Text
== Segment start ==
Punjabi weddings are filled with fun, entertainment and madness. When it comes to Punjab, praiseworthy words and friendly hospitality come naturally to the tongue. I am sure people across the world who have visited Punjab, especially villages, must be inundated with many examples on its hospitality and what makes it so great is their big hearts. They are always fully charged and always ready for some fun activities.
Punjabis are simple yet fun-loving people who believe in expressing their emotion with gusto. Similar to their nature, their weddings reflect their life philosophy. Punjabi weddings are colorful, loud, sometimes over the top, fun filled with lots of opportunities for singing and dancing one’s heart out. Punjabi weddings may be simple or lavish, but they ensure unlimited fun and celebration. A host of pre and post wedding rituals make a Punjabi wedding a lengthy and enjoyable affair. Although, Punjabis do not miss an opportunity to make merry, their weddings display their propensity towards adhering to age old traditions, albeit with a conventional twist to them sometimes. From elaborate lehengas to the noisy baratis, the ‘dance till you drop’ Sangeet to the extremely friendly and warmly-welcoming host, a Punjabi wedding is akin to a true roller-coaster. Let’s take a look at the various wedding Rituals.
Following are the list of things that happen only in Punjabi weddings-
In every Punjabi wedding you will see money being showered on the bride and the groom. You will see people throwing money while dancing.
Held the night before the wedding, this family event is a loud celebration in front of the beautifully decorated house with music, firecrackers, dancing and sweets, late into the hours of the night. Copper vessels are decorated with lamps that are lit, and carried by the maternal aunt while another lady carrying a stick with bells shakes it. Singing folk songs, the family visits the houses of their friends and relatives, who feed them sweets and join in the revelries.
== Segment end ==
Region pointing data:
== Segment start ==
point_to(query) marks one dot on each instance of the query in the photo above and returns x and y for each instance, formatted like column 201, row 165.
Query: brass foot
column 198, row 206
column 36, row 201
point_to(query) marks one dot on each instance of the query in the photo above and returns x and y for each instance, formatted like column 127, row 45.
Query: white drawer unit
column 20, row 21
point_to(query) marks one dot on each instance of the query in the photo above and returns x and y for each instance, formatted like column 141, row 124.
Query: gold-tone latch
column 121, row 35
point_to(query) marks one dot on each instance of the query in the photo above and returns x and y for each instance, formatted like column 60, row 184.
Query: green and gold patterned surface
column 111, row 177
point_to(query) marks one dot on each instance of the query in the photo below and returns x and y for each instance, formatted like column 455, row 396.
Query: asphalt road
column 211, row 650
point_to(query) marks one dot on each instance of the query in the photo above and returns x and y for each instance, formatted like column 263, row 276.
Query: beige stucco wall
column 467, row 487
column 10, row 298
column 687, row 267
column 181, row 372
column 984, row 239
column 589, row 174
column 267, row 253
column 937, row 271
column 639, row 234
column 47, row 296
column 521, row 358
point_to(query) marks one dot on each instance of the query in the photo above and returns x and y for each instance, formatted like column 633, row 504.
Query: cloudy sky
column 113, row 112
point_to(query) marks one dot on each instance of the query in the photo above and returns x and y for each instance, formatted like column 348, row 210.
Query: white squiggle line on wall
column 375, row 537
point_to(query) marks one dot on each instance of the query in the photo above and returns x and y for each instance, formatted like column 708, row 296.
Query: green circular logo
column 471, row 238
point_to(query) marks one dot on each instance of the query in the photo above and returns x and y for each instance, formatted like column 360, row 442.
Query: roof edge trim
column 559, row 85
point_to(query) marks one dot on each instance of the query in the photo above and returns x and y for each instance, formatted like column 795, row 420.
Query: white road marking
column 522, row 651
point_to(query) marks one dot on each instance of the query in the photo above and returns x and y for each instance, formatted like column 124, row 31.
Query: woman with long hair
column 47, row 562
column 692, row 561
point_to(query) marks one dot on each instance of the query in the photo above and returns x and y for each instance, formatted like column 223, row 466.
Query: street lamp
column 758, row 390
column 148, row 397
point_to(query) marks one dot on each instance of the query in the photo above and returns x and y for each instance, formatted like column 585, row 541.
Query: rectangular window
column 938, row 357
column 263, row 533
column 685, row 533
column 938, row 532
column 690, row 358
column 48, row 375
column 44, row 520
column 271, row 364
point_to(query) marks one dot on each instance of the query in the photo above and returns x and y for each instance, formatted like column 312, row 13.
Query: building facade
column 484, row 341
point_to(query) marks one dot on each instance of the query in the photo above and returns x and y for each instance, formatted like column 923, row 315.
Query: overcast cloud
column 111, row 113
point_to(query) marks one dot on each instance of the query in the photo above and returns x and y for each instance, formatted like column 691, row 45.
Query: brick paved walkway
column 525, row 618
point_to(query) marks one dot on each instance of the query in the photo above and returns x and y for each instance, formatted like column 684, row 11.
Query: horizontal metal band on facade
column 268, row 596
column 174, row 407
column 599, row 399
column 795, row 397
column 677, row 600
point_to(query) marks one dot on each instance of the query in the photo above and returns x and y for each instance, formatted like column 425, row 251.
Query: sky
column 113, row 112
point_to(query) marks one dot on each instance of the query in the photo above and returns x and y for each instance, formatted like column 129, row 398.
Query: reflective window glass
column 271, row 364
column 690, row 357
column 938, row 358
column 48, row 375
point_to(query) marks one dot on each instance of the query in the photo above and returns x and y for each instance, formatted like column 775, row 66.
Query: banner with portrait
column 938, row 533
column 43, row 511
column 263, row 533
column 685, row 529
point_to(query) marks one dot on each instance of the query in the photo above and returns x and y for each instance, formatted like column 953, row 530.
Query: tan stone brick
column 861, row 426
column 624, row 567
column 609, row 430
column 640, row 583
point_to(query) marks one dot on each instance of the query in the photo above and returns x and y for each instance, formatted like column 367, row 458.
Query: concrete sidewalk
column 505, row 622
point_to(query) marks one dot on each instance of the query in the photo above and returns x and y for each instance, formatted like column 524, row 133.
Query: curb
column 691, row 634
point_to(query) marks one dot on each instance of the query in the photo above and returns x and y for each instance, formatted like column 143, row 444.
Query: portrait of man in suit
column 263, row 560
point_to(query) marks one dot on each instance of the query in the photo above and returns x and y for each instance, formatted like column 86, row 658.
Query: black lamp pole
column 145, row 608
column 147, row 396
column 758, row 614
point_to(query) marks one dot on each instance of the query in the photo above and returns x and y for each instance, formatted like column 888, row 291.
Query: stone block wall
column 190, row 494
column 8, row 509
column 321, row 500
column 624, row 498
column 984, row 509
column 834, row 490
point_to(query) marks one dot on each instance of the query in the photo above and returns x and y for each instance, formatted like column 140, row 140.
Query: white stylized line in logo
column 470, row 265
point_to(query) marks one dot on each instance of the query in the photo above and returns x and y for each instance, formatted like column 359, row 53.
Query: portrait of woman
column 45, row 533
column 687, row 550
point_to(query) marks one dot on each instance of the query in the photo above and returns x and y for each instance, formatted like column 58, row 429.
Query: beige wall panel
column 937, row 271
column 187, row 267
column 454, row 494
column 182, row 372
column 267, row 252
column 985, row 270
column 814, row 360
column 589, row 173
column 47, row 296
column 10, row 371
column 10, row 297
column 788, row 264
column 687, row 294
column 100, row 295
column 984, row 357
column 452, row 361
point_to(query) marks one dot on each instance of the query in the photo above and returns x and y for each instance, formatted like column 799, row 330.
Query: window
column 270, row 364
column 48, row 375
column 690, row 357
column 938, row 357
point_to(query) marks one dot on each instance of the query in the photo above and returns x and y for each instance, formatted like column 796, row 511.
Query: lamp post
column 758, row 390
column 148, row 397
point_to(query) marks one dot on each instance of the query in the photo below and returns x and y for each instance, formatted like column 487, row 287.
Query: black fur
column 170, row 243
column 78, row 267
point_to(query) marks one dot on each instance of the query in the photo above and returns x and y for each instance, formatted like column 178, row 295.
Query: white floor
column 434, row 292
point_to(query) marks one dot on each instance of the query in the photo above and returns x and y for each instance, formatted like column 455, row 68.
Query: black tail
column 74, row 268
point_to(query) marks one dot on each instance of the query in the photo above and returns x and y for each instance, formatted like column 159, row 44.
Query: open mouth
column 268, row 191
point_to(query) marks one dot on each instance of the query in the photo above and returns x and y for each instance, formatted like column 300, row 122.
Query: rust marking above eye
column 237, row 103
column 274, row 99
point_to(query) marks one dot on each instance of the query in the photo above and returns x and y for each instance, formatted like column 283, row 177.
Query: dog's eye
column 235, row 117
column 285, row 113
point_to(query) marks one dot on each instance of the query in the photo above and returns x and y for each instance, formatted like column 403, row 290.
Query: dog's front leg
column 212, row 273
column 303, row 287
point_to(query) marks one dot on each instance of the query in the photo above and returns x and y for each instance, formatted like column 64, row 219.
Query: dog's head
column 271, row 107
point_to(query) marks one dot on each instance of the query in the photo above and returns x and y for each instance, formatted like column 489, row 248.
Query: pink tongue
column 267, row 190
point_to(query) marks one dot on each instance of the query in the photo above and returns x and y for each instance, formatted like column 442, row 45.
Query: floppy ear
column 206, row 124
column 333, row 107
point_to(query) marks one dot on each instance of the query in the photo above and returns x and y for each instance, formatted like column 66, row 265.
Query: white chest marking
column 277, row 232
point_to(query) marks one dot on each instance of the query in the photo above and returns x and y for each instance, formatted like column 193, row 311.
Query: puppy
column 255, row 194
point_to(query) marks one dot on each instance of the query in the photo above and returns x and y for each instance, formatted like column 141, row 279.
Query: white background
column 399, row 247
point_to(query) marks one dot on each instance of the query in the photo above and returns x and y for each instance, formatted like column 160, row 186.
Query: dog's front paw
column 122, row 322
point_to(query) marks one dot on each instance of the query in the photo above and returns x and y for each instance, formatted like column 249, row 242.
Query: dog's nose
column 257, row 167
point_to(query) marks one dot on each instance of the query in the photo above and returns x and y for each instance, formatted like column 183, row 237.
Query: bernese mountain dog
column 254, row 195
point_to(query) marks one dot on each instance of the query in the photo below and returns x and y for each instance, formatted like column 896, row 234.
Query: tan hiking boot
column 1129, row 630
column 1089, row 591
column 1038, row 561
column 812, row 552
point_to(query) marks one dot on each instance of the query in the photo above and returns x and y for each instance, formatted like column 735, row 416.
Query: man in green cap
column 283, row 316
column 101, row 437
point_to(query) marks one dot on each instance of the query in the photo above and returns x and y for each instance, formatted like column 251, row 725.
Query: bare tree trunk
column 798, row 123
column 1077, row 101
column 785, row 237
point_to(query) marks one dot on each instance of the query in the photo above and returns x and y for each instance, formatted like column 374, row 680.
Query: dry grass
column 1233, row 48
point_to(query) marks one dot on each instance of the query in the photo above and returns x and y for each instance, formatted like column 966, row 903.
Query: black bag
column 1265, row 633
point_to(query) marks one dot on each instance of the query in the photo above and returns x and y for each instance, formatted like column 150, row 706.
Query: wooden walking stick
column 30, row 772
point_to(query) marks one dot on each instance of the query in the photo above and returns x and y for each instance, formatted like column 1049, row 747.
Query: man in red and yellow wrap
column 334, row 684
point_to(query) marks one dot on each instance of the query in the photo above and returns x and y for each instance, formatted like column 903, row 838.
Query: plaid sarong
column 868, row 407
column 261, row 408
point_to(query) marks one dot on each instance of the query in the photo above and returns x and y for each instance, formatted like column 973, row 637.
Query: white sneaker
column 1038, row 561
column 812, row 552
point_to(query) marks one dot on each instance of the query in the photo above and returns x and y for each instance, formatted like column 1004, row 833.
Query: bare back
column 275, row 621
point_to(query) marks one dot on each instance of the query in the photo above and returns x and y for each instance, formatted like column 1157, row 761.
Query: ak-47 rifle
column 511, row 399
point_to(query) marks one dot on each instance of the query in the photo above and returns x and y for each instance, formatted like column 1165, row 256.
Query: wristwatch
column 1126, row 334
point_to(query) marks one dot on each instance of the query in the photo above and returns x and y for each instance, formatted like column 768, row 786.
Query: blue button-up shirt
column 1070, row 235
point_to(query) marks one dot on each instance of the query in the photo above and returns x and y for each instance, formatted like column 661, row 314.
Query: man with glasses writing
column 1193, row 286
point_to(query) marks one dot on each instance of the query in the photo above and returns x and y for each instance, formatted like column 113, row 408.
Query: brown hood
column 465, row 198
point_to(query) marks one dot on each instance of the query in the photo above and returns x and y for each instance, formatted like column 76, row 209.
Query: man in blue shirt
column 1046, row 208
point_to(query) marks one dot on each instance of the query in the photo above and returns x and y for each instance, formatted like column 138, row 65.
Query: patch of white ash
== Segment end ==
Activity
Carry on the text on Punjabi weddings, starting after its last sentence. The items are independent material, unrelated to the text on Punjabi weddings.

Answer space
This tradition is often skipped out as per choice or convenience, especially in destination weddings.
On the morning of the wedding day, at their respective houses, the bride and the groom attend a puja. After completion of the puja the priest ties a sacred thread or mouli to their right wrists. The mouli is tied around a betel nut and a shell known as Kaudi. It is knotted multiple times around the wrists to make it difficult to untie later.
The first ceremony of the wedding day, this event consists of a pooja, after which the priest ties a scared thread called ‘mouli’ with a betel nut and a shell around the couple’s right wrists. Meant as a symbol of good luck, it is not to be taken off, and only needs to unravel by itself eventually.
Once the groom dresses up in his wedding attire, a small puja is performed in his honor. The turban and the Sehra, which covers his face, is blessed by the priest and tied around his head by an elder male member of the family or his brother-in-law.
The groom and the baraat are received at the wedding venue with a warm welcome by the bride’s family, with the mother receiving the groom with a traditional aarti and tikka. Then the groom’s relatives are embraced and welcomed by the bride’s corresponding relatives. For example, his maternal uncle is met by the bride’s maternal uncle and greeted, and so on and so forth, for Milni.
After the varmala, the couple proceed to the mandap, where the groom is offered a bowl of water to drink, after which he is given a special drink of curd, honey, milk, ghee and other sacred essences. This ritual is called madhuperk.
The couple gets up for the phere. The ends of their drapes are tied together to signify their marital bond, after which they encircle the sacred fire four times as chants are read out, to symbolize their vows. The bride precedes the groom for three of them, and follows him for the last. The couple is considered to be married in the eyes of the fire goddess.
The Punjabis have always been known for their love of food. Any and every celebration is a culinary extravaganza, with an enviable spread of rich and delicious food. You will surely land in food heaven.
Punjabi weddings can never be complete without some ‘daru sharu’. From uncles to aunties and even grannies, everyone loves their daaru , and an open bar is a definitive fixture in all celebrations.
Colour Bursts :
You will get to embrace the full spectrum of colours when it comes to attending a Punjabi wedding. It is undeniably going to be the most vibrant and colourful celebration of your life.